==== Source information ====

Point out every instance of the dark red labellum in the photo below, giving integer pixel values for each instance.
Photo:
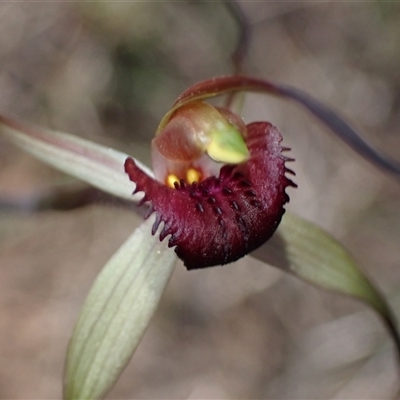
(221, 219)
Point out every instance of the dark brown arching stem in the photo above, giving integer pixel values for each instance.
(229, 84)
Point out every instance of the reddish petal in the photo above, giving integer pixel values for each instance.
(222, 218)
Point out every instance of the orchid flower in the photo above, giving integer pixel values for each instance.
(217, 193)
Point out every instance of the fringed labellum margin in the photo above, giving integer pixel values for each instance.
(221, 185)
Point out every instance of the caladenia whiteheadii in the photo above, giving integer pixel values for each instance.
(217, 193)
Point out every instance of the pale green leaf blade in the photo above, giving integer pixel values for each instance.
(308, 252)
(116, 313)
(97, 165)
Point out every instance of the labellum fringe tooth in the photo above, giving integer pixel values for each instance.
(222, 218)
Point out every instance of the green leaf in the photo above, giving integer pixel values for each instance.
(97, 165)
(116, 313)
(308, 252)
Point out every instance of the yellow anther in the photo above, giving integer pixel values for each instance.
(171, 179)
(192, 175)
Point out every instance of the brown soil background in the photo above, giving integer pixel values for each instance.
(108, 72)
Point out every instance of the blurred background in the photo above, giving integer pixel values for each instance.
(109, 71)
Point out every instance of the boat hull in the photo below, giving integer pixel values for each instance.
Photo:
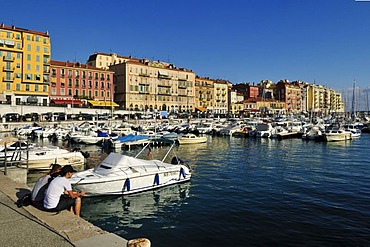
(125, 185)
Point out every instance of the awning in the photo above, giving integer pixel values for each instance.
(67, 101)
(202, 109)
(106, 103)
(164, 73)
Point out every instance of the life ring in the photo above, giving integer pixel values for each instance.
(156, 179)
(127, 185)
(182, 173)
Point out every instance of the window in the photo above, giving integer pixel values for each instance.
(8, 76)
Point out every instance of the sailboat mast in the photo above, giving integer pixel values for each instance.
(354, 100)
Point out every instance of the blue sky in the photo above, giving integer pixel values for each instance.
(326, 41)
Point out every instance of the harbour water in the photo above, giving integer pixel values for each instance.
(250, 192)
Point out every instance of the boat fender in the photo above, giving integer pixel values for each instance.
(85, 154)
(127, 185)
(182, 173)
(156, 179)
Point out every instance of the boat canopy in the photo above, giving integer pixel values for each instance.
(118, 162)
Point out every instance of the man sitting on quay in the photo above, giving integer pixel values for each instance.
(60, 196)
(38, 191)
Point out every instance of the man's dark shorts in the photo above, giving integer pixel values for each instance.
(65, 202)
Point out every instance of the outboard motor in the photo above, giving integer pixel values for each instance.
(176, 160)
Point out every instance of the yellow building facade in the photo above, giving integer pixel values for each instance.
(24, 65)
(144, 85)
(204, 94)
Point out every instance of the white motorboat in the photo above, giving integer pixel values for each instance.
(337, 134)
(191, 139)
(130, 140)
(40, 158)
(120, 174)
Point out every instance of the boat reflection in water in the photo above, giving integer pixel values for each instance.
(122, 214)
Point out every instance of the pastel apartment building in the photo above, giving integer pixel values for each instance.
(24, 65)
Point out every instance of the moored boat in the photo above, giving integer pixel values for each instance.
(336, 134)
(191, 139)
(120, 174)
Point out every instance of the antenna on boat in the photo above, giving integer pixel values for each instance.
(173, 144)
(142, 149)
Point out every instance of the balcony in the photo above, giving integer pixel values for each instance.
(8, 58)
(164, 93)
(163, 84)
(8, 69)
(144, 74)
(182, 85)
(8, 79)
(144, 82)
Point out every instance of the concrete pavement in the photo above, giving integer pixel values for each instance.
(29, 226)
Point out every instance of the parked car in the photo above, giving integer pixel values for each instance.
(31, 117)
(12, 117)
(85, 116)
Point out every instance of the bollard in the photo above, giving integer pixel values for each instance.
(16, 174)
(138, 242)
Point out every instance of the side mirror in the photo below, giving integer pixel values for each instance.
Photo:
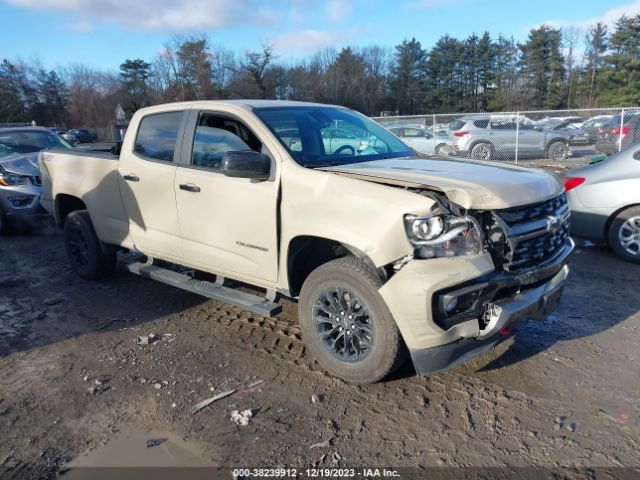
(116, 149)
(246, 164)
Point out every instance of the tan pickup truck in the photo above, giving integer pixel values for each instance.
(385, 250)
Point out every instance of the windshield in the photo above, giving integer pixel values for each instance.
(28, 141)
(325, 136)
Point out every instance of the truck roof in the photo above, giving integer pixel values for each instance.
(246, 103)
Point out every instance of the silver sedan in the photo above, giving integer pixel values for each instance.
(605, 202)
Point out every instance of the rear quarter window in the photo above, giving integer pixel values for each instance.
(456, 125)
(157, 135)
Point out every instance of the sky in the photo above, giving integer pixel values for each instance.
(102, 33)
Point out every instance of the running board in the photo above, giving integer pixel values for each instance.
(253, 303)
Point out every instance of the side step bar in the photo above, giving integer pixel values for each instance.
(253, 303)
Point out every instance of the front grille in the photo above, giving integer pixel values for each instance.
(519, 215)
(533, 234)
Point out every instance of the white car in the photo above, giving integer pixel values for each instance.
(422, 140)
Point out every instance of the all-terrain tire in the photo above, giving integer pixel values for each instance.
(626, 225)
(387, 350)
(84, 250)
(5, 228)
(483, 151)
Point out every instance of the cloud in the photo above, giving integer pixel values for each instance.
(609, 17)
(338, 10)
(81, 26)
(305, 41)
(160, 15)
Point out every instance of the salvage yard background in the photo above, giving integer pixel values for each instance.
(74, 376)
(594, 66)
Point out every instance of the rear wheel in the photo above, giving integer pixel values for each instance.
(482, 151)
(4, 223)
(557, 151)
(83, 248)
(346, 324)
(624, 234)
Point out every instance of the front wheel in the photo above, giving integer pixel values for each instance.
(346, 324)
(444, 150)
(558, 151)
(83, 247)
(624, 235)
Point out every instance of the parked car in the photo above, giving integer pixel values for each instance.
(577, 136)
(386, 251)
(605, 202)
(593, 125)
(486, 138)
(422, 140)
(20, 185)
(80, 135)
(615, 137)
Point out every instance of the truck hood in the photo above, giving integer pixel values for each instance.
(26, 164)
(471, 184)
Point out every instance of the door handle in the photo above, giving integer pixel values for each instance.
(189, 187)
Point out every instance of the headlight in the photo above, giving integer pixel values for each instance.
(443, 235)
(9, 180)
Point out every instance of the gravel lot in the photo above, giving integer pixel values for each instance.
(565, 393)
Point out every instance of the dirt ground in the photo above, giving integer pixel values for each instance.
(564, 393)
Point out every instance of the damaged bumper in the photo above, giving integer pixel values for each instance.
(483, 303)
(536, 303)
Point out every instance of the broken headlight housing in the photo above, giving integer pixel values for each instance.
(443, 235)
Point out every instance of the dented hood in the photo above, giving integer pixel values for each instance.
(469, 183)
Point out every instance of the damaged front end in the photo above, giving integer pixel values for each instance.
(520, 255)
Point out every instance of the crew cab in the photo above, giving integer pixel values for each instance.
(386, 251)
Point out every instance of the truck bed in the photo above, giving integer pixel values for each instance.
(91, 177)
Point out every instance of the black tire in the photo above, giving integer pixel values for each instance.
(83, 247)
(444, 150)
(557, 151)
(385, 351)
(482, 151)
(626, 225)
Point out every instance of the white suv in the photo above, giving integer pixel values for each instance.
(486, 137)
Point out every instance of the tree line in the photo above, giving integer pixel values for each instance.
(552, 69)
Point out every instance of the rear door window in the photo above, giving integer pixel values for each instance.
(157, 136)
(215, 135)
(456, 125)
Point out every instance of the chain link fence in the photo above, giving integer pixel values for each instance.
(554, 137)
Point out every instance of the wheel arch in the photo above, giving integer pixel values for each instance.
(64, 205)
(305, 253)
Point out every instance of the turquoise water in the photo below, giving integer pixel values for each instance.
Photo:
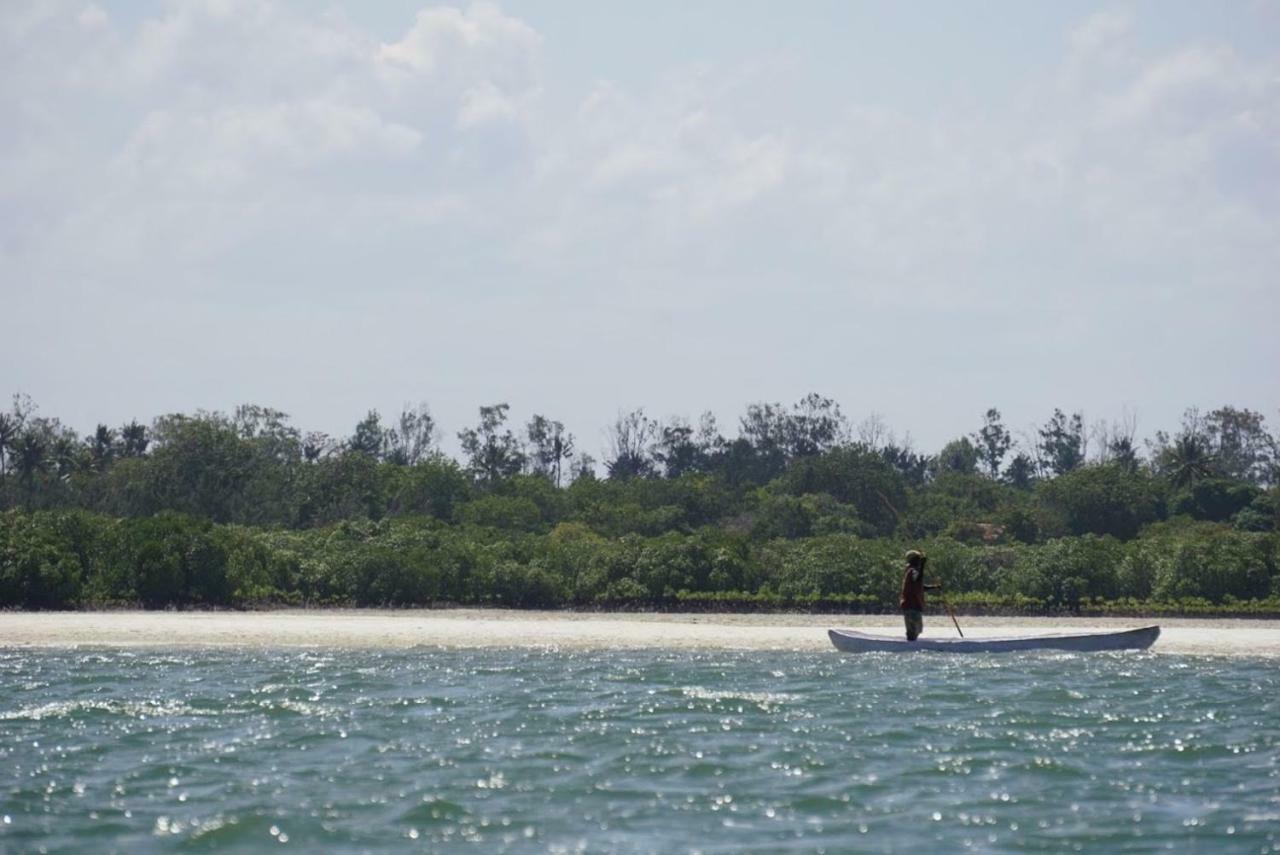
(519, 750)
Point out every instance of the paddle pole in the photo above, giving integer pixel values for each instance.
(947, 606)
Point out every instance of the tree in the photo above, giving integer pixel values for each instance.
(133, 440)
(1061, 442)
(30, 460)
(992, 442)
(913, 467)
(8, 437)
(101, 447)
(816, 425)
(315, 446)
(679, 452)
(958, 456)
(370, 437)
(493, 453)
(631, 446)
(1105, 499)
(412, 437)
(853, 475)
(269, 430)
(1020, 472)
(551, 447)
(1239, 444)
(1185, 461)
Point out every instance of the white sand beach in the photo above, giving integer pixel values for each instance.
(568, 630)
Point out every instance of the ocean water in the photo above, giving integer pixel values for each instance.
(529, 750)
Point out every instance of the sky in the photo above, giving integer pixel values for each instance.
(919, 210)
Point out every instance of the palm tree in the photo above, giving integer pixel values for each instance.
(1188, 461)
(30, 460)
(101, 447)
(133, 439)
(8, 434)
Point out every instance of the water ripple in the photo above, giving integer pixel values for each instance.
(520, 750)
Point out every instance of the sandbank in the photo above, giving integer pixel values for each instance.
(571, 630)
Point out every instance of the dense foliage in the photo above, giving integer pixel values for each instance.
(798, 511)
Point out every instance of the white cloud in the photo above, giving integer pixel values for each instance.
(242, 146)
(1100, 30)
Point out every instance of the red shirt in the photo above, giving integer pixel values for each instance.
(913, 589)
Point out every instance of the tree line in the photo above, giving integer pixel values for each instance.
(798, 510)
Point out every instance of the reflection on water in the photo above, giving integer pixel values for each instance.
(635, 750)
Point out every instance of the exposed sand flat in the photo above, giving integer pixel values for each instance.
(496, 627)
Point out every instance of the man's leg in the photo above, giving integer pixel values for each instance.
(914, 623)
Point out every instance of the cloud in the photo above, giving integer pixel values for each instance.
(1100, 30)
(222, 152)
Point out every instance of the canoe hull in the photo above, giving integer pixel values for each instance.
(1139, 639)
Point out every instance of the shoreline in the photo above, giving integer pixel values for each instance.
(577, 630)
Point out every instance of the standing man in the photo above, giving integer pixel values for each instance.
(913, 594)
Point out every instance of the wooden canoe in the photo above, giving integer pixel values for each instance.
(1139, 639)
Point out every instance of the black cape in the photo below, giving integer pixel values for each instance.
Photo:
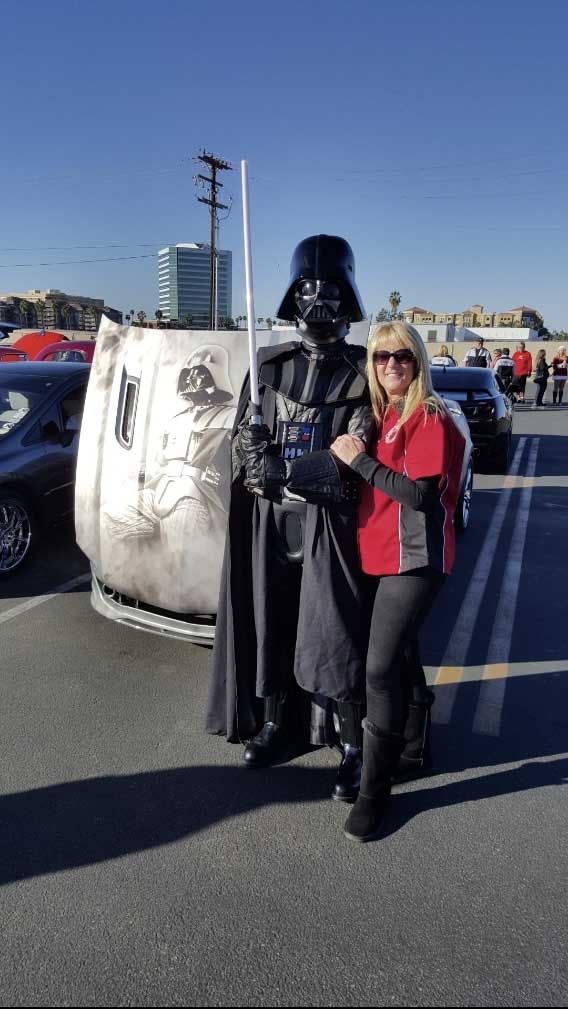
(332, 627)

====

■ Aim of the exercise:
Above are records; count the lines among them that include the word "below", and give only the number.

■ Solution to this problem:
5